__AIM OF THE TASK__. Rewrite the entries from the start through the line that contains "[118, 127, 323, 278]", replacing "Visual Grounding" with "Phrase Grounding" and leaving everything else unchanged. Omit the pictures from your answer.
☆ ☆ ☆ ☆
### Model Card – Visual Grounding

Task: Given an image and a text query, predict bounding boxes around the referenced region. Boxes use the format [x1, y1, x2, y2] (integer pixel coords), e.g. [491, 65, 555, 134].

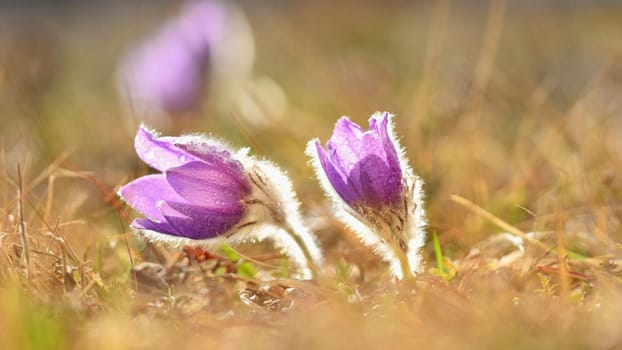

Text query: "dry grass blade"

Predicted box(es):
[17, 164, 30, 280]
[451, 194, 552, 252]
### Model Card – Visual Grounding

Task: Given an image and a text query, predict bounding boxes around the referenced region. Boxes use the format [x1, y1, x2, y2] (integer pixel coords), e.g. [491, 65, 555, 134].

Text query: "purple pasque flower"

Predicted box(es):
[314, 113, 404, 209]
[120, 25, 207, 114]
[118, 0, 253, 120]
[307, 112, 426, 279]
[119, 128, 251, 240]
[118, 127, 323, 278]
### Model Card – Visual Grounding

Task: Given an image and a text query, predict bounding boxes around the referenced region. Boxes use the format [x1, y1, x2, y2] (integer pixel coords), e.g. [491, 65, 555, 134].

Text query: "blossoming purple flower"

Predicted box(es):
[314, 114, 404, 209]
[307, 112, 426, 279]
[119, 0, 253, 118]
[119, 127, 323, 278]
[119, 128, 250, 240]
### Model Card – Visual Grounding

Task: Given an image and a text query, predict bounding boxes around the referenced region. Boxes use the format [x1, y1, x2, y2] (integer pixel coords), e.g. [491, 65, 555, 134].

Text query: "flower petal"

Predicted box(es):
[369, 112, 401, 172]
[166, 161, 248, 213]
[134, 126, 196, 171]
[160, 202, 244, 239]
[315, 140, 360, 205]
[175, 138, 250, 189]
[130, 218, 179, 236]
[119, 174, 185, 222]
[327, 117, 363, 173]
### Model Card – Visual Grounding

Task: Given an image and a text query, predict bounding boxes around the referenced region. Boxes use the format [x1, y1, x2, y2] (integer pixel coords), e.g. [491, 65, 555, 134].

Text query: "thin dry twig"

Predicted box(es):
[17, 164, 30, 281]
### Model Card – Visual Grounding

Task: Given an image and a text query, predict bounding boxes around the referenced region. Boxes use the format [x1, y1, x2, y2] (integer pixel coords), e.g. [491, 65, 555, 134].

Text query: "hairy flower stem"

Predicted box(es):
☆ ☆ ☆ ☆
__ANSWER TO THIS EXERCISE__.
### Model Card – Phrase Grounding

Task: Given an image and a text query, predict bounding boxes around the referenced region. Boxes use the format [x1, y1, x2, y2] (integer pixel coords), e.g. [491, 65, 555, 134].


Text query: "dry grass blade"

Predicted box(es):
[17, 164, 30, 280]
[451, 194, 552, 252]
### Model Card – Phrase Grounding

Task: Given an image and a text query, predict bounding boxes around the referenced region. Boxes use the format [x1, y1, x2, y2] (integer pixel coords), e.g. [491, 65, 555, 134].

Text query: "purple pasque flower"

Predicted box(es):
[314, 113, 404, 209]
[120, 25, 207, 114]
[118, 0, 253, 120]
[307, 112, 426, 279]
[119, 128, 251, 240]
[118, 127, 323, 278]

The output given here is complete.